(Region pointing data)
:::
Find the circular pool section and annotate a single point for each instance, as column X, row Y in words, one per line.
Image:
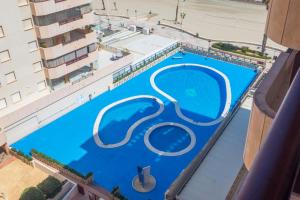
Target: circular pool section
column 191, row 92
column 170, row 139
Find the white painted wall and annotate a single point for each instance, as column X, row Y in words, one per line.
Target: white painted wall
column 16, row 41
column 55, row 110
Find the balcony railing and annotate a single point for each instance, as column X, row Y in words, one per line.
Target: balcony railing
column 272, row 175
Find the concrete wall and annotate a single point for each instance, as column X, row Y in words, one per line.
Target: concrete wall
column 25, row 120
column 267, row 100
column 16, row 41
column 47, row 111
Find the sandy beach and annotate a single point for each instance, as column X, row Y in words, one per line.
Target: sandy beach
column 217, row 19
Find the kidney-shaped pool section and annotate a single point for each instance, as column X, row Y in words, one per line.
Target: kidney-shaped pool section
column 116, row 122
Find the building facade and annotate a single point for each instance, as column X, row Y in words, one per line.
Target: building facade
column 67, row 42
column 44, row 45
column 21, row 71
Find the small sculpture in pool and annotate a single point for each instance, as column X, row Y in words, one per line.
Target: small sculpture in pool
column 144, row 181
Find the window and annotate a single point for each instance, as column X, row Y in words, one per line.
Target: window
column 1, row 32
column 41, row 85
column 37, row 66
column 81, row 52
column 22, row 2
column 92, row 47
column 27, row 24
column 10, row 77
column 2, row 103
column 16, row 97
column 4, row 56
column 32, row 46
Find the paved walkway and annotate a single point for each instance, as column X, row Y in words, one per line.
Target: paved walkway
column 16, row 176
column 214, row 177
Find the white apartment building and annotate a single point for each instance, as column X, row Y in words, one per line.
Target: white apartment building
column 22, row 77
column 43, row 43
column 67, row 42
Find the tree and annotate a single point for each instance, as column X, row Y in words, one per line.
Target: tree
column 32, row 193
column 182, row 16
column 103, row 5
column 176, row 15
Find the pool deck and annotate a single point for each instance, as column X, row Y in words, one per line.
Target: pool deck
column 223, row 163
column 16, row 176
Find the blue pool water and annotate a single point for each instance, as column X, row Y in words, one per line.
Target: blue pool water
column 170, row 139
column 201, row 96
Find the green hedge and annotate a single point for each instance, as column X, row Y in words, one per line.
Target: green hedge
column 49, row 159
column 50, row 187
column 20, row 153
column 32, row 193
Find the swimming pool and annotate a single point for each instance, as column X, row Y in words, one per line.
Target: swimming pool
column 162, row 118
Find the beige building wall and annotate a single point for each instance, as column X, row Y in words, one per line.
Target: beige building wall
column 21, row 74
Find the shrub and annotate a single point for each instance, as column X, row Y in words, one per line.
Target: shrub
column 21, row 154
column 50, row 186
column 32, row 193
:::
What is required – Repeat the data word for word; drop the pictures.

Expected answer –
Find the circular pool section and annotate a single point for each instance, as column X, row Y in words, one per line.
Image:
Target: circular pool section
column 191, row 92
column 170, row 139
Find the white painted wall and annotate a single point for each instance, as column X, row Y in words, one per line.
Target: white painted wall
column 16, row 41
column 55, row 110
Find the balcony railing and annotate a single point for each instance, as column X, row Y in words, one per line.
Target: balcony railing
column 272, row 175
Find the concrete wall and annotate a single point for each instance, as column X, row Y in words, one per line.
Target: concrete wall
column 25, row 120
column 267, row 100
column 16, row 41
column 47, row 111
Find the sandy beach and annotate a single point for each instance, as column X, row Y in words, one per line.
Target: sandy beach
column 217, row 19
Find the kidney-shaped pool section and annotate a single point for each instance, as column X, row Y in words, one per line.
Target: kidney-shaped pool section
column 116, row 122
Find the building facade and annotate a single point for each instance, as column X, row Y in words, one per line.
Target: building facade
column 67, row 42
column 44, row 45
column 21, row 71
Find the small sculpture in pool and annotate a single point for each instance, as column X, row Y in words, one per line.
Target: small sculpture in pool
column 144, row 181
Find the window and annotate a single point for each instance, as column X, row Y in words, one per line.
Target: window
column 1, row 32
column 41, row 85
column 37, row 66
column 81, row 52
column 22, row 2
column 92, row 47
column 27, row 24
column 10, row 77
column 2, row 103
column 16, row 97
column 4, row 56
column 32, row 46
Find the paved walkway and annotate a single point for each instance, as column X, row Y in words, one per line.
Target: paved walkway
column 16, row 176
column 214, row 177
Find the white apartment building and annotate a single point for each instance, as column X, row Y in words, one per line.
Target: white apartment building
column 22, row 77
column 43, row 43
column 67, row 42
Find the tree and annotate a single point for each instance, as column X, row Y in words, one per line.
Target: tree
column 32, row 193
column 182, row 16
column 103, row 5
column 176, row 15
Find the pool deck and annotate a single point for each instance, as column X, row Y in words, one per line.
Target: pool deck
column 223, row 163
column 16, row 176
Find the blue pool water and annotate a single point for each instance, as column X, row Y in words, one per line.
Target: blue pool water
column 170, row 139
column 201, row 96
Find the green hedge and annotate a single point for each instance, as column X, row Y in words, one per line.
Target: green hedge
column 49, row 159
column 50, row 187
column 20, row 153
column 32, row 193
Find the swimming pool and annotate a single point for each instance, as column X, row Y in words, one per line.
Target: swimming pool
column 162, row 118
Find the beige building wall and annotate a single point for each instance, as column X, row Y in words, one per line.
Target: beige building wall
column 21, row 74
Find the shrub and annotate a single point for each instance, as column X, row Y in words, one per line.
Target: shrub
column 21, row 154
column 50, row 186
column 32, row 193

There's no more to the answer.